[Enunciado]:
Por favor, reproduce tal cual las líneas de los registros desde el principio hasta la línea que contiene "[[474, 593], [356, 327], [362, 596]]", ambas incluidas.

==*==

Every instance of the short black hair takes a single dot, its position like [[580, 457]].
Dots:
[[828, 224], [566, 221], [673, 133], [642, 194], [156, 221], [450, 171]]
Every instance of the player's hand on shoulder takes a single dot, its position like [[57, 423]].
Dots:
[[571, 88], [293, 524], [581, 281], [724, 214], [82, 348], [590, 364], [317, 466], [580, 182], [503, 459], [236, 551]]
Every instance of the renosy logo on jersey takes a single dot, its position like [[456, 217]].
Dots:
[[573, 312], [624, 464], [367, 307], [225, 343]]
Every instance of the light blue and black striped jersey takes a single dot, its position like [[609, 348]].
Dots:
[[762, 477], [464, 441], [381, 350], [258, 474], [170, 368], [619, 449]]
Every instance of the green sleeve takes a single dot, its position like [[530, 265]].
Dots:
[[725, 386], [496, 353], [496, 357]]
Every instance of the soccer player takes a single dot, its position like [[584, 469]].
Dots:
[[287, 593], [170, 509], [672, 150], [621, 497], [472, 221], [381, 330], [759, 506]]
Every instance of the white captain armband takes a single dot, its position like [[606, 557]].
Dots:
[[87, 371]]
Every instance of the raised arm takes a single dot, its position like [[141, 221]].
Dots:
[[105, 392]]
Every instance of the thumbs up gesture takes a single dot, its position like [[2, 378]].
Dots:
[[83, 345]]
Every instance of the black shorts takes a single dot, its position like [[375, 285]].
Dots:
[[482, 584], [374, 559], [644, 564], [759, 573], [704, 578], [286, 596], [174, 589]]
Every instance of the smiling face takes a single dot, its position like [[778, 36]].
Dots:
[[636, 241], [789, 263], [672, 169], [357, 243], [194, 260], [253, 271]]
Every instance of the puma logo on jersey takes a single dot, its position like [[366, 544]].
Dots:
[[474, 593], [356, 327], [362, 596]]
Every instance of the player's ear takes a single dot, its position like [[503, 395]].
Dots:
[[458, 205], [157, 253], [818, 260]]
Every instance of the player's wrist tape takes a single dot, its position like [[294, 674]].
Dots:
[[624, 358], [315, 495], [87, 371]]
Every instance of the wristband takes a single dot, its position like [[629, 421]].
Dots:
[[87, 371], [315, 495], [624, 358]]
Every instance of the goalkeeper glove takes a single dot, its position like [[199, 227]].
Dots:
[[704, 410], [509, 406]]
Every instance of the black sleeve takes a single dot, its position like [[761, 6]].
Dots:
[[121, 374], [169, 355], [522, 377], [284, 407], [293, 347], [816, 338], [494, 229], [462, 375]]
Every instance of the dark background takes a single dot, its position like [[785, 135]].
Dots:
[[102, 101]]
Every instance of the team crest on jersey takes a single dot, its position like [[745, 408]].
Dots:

==*==

[Resultado del ejercicio]:
Every instance of the short black hair takes a single dot, its position like [[580, 457]].
Dots:
[[828, 224], [566, 221], [673, 133], [642, 194], [156, 221], [450, 171]]
Every instance of the player's hand on shoulder takes a single dot, its position like [[57, 423]].
Dots:
[[571, 88], [293, 524], [581, 281], [724, 214], [82, 348], [590, 364], [317, 466], [580, 182], [503, 459], [236, 551]]
Every instance of the renosy logo on jersey takes a single dot, its position like [[456, 217]].
Dots:
[[573, 312], [624, 464], [367, 307], [225, 343]]
Every instance of the light blue and black striped jersey takes a single dot, its position like [[609, 348]].
Dots:
[[762, 477], [464, 441], [381, 350], [258, 474], [170, 368], [619, 449]]
Every instance of the green sleeve takes a single dot, its position like [[530, 265]].
Dots:
[[725, 386], [496, 353], [496, 357]]
Every instance of the soccer player takes a single dot, its position like [[584, 469]].
Dots:
[[287, 593], [170, 509], [672, 150], [621, 497], [472, 221], [381, 330], [759, 506]]
Every instance of the white captain armband takes a single dot, its position like [[606, 557]].
Dots:
[[87, 371]]
Every instance of the raised arm takes a single dot, its position like [[141, 221]].
Dots:
[[105, 392]]
Every instance of the thumbs up gesture takes a single dot, its position like [[2, 378]].
Dots:
[[83, 345]]
Every instance of the black shorts takes a single dot, its position like [[375, 285]].
Dots:
[[482, 584], [374, 559], [644, 564], [759, 573], [704, 578], [286, 596], [174, 589]]
Every instance of the smiling face takes a single dot, its position like [[778, 36]].
Dots:
[[636, 241], [789, 263], [672, 169], [357, 243], [194, 260], [253, 271]]
Every instance of the puma logo on jersey takes a single dot, its position like [[366, 544]].
Dots:
[[474, 593], [356, 327], [362, 596]]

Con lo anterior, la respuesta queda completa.